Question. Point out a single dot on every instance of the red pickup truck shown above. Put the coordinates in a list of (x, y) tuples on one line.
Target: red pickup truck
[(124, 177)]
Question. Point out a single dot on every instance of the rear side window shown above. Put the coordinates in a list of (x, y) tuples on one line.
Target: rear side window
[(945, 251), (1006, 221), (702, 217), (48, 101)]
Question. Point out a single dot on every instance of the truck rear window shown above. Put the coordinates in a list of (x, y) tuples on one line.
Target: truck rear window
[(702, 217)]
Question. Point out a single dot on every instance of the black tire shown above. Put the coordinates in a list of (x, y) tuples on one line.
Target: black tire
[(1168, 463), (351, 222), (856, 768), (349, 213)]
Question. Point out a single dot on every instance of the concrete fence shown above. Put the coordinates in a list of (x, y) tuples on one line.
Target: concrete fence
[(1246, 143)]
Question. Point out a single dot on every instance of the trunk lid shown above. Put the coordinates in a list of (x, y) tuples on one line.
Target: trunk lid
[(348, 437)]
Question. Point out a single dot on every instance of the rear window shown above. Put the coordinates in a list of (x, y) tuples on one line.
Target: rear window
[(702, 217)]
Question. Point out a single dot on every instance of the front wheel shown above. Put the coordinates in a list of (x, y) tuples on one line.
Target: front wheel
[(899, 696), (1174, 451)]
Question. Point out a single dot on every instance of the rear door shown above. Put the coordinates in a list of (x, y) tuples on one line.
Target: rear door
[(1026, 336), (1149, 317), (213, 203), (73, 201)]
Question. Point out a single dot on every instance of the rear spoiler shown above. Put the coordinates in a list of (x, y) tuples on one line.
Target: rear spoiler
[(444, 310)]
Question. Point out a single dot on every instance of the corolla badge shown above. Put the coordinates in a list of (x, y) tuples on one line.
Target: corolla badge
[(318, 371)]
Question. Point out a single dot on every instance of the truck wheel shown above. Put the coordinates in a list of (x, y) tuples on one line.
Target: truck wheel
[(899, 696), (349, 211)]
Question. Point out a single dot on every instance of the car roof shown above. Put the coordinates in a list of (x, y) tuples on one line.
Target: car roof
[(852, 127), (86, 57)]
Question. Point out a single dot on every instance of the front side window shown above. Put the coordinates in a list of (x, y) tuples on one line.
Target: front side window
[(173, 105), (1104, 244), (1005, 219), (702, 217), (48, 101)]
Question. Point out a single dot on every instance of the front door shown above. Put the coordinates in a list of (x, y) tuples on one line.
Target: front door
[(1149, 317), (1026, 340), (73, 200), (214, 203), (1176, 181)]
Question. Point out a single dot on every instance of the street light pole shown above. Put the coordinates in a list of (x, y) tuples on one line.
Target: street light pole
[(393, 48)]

Required work: Quote all of the entries exactly as they appear.

The answer:
Question. Point out a single dot on every instance of the red pickup truck shown above. Put the coordinates in a list of (x, y) tuples on one line.
Target: red pickup truck
[(124, 177)]
Question. Point out a single dot on every instance of the rear side window shown above. Put the coordinates in a list of (x, y) tuples on one line.
Target: rear side window
[(945, 251), (1006, 221), (702, 217), (48, 101)]
Question. Point out a single dot on every instance of the truck rear window shown above. Put the coordinates in a list of (x, y) tuples on one line.
Target: truck rear window
[(702, 217)]
Question. Point out a single dot on every instance of the black tire shown above. Put the coordinates in a list of (x, y) tuples on one line.
Target: black tire
[(1168, 463), (351, 222), (856, 768), (349, 213)]
Question. Point out a single dot on every instance of the concrete fence shown above. Put the coordinates in a list of (x, y) tuples on one line.
Target: concrete fence
[(1246, 143)]
Question. Point out a single dot on every instance of the trunk lid shown above. Put the coordinates in a list of (x, y) tuples on one line.
Target: trunk lid
[(348, 437)]
Question. Point out a single dot on every instance of the rear window shown above. Put the coordinates in a list of (x, y) tuples on one line.
Target: rear window
[(702, 217)]
Question. Point out a single dot on every instance of the front wheel shown above. Put the coordinates in a list of (x, y) tuples on one line.
Target: front wheel
[(899, 696), (1174, 451)]
Question. Point out a single dot on every instance of the rear door shown above. Put the coordinates in a list of (x, y) tuples on one line.
Target: rear door
[(1026, 336), (1149, 317), (213, 203), (73, 201)]
Question. Point out a single dot on every instance of the rear spoiler shown above. Put the coordinates in a list of (x, y) tuples on one line.
Target: rear spoiler
[(444, 310)]
Question. Point out a single dot on every instance of the corolla badge shown above. Put the coordinates in a list of (x, y) tuples on one line.
Target: corolla badge
[(318, 371)]
Question. Point out a single dot on every instance of the truck wheel shown above. Put the coordinates in a list of (x, y) tuples on one line.
Target: truck wheel
[(899, 696), (349, 211)]
Question. Point out a single dot on every instance of the car roof shown above. Put the coordinates in a list of (x, y) tuples on one line.
Target: car roof
[(852, 127), (86, 57)]
Question. Point out a single dot on every instance of the front side window shown above. Put the coordinates in a list of (x, y) tuples on one line.
Target: front side window
[(173, 105), (1104, 244), (1005, 219), (702, 217), (48, 101)]
Question. Point out a single dot on every instance of the front door shown above. Put the coordinates in a list of (x, y) tuples on one line.
Target: front door
[(1149, 317), (1026, 340), (73, 200), (214, 203), (1176, 181)]
Question. Point out a single dot on every instance of the street light pole shown above. Put the coordinates in a list of (x, y) tuples on one line.
Target: street light pole
[(393, 48)]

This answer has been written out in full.